Segment Start: Available data

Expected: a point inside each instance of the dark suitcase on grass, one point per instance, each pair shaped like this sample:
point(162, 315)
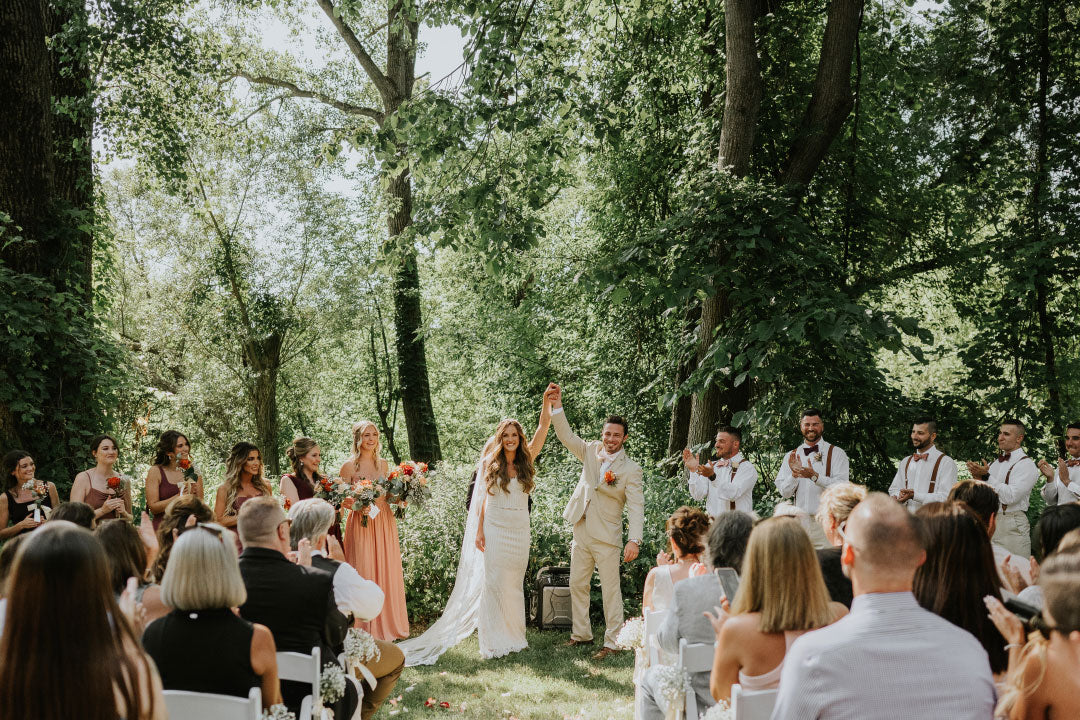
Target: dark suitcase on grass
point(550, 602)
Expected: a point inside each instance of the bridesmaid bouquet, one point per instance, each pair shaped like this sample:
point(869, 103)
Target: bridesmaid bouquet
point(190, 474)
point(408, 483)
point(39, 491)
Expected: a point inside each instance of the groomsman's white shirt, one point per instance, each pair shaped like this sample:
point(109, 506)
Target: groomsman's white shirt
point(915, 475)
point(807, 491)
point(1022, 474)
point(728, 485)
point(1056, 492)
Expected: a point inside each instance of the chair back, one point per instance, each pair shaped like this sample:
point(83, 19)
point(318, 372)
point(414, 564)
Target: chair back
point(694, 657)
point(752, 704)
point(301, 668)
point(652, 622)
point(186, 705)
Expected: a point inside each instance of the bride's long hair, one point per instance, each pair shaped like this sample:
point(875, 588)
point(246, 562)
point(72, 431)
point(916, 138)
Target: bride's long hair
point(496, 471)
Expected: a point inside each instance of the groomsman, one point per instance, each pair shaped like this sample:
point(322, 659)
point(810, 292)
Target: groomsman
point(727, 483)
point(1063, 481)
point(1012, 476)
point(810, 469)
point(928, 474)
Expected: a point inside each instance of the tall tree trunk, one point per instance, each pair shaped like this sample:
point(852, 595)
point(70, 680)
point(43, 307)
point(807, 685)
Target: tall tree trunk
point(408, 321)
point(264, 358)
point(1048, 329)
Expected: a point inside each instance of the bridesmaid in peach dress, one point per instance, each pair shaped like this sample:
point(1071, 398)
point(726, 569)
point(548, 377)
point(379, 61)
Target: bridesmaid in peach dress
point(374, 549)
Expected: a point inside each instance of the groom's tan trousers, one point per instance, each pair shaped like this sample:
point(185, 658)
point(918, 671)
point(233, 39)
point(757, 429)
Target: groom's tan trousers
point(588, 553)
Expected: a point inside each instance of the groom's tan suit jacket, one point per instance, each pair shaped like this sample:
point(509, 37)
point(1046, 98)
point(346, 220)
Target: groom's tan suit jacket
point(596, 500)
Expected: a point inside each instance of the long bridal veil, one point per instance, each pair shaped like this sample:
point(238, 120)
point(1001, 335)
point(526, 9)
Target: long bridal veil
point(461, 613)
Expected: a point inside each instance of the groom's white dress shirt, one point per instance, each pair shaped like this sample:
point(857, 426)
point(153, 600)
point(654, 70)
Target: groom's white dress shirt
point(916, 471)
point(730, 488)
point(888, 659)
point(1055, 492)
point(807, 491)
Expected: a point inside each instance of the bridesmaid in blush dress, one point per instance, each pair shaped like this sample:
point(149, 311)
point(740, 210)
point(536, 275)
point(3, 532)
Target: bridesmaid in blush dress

Segment End: Available data

◆ Action item:
Every entry must be retyped exactly, with the pictures removed.

◆ Answer section:
Expected: a point inside each instance of the dark suitcase on grass, one point per instance, each pair shaped like this sample:
point(162, 315)
Target: dark suitcase on grass
point(550, 602)
Expected: a point inside each instance of the bridesmaid bouquet, one point per instance, each pair shaped like this sample:
point(869, 103)
Target: bridesmaid bouquet
point(190, 474)
point(408, 483)
point(39, 491)
Expected: a point inside each instance of the groomsman's white shirt, one point per instance, each pair shaped like this sample:
point(109, 506)
Target: groomsman's white shirt
point(915, 475)
point(807, 491)
point(1022, 474)
point(728, 485)
point(1056, 492)
Expected: a point inside each instance of the chair back, one point per instance, each pair shaped like this sample:
point(83, 19)
point(318, 372)
point(414, 564)
Target: chair back
point(694, 657)
point(752, 704)
point(301, 668)
point(652, 622)
point(186, 705)
Expected: a point inside each instance of the bride's long hair, one point per instance, each pair shaped like this sample:
point(875, 588)
point(246, 562)
point(72, 431)
point(916, 138)
Target: bride's long hair
point(496, 471)
Expected: a point inside each instance of the groomsman, one point per instance, each pair shaped like this sample:
point(322, 659)
point(810, 292)
Target: groomsman
point(727, 483)
point(1063, 481)
point(1012, 476)
point(810, 469)
point(928, 474)
Expected: a point inside each instance of the tall tree trunk, one point per instance, each pair shaped like this sample:
point(852, 595)
point(70, 680)
point(43, 307)
point(807, 685)
Target: tall tree trunk
point(408, 321)
point(264, 358)
point(1048, 329)
Expected: a point inside each instance of the bridesmaid in peach dress, one point per instance, each pair shaped like this sample:
point(1071, 398)
point(726, 569)
point(548, 377)
point(379, 61)
Target: bridesmaid in peach dress
point(374, 549)
Expected: a point inside each instance of the groom's tan trousers, one point per instance, each pair shaped like this sample:
point(185, 658)
point(918, 671)
point(233, 39)
point(757, 429)
Target: groom's tan trousers
point(588, 553)
Expected: a point inside each instance of the groom's tan suit jacket, one point per instance, each pair shaped like this sample:
point(509, 37)
point(1046, 98)
point(346, 220)
Target: groom's tan suit jacket
point(596, 500)
Expected: a point inside each instance of the long bridal veil, one point per instance, each pair shaped like this sample:
point(238, 120)
point(1001, 335)
point(526, 9)
Target: long bridal veil
point(461, 613)
Expected: a point inside each instance of the groom's white dress shirt, one point per instance, each pair shaped like this sample:
point(857, 426)
point(153, 600)
point(654, 70)
Target: groom's white dress shirt
point(916, 471)
point(730, 488)
point(888, 659)
point(1055, 492)
point(807, 491)
Expected: a point inside each instance of the bridesmaid in blush dress, one point per instance, each pair shaped like this sample:
point(149, 311)
point(740, 210)
point(536, 275)
point(3, 532)
Target: bridesmaid in blush dress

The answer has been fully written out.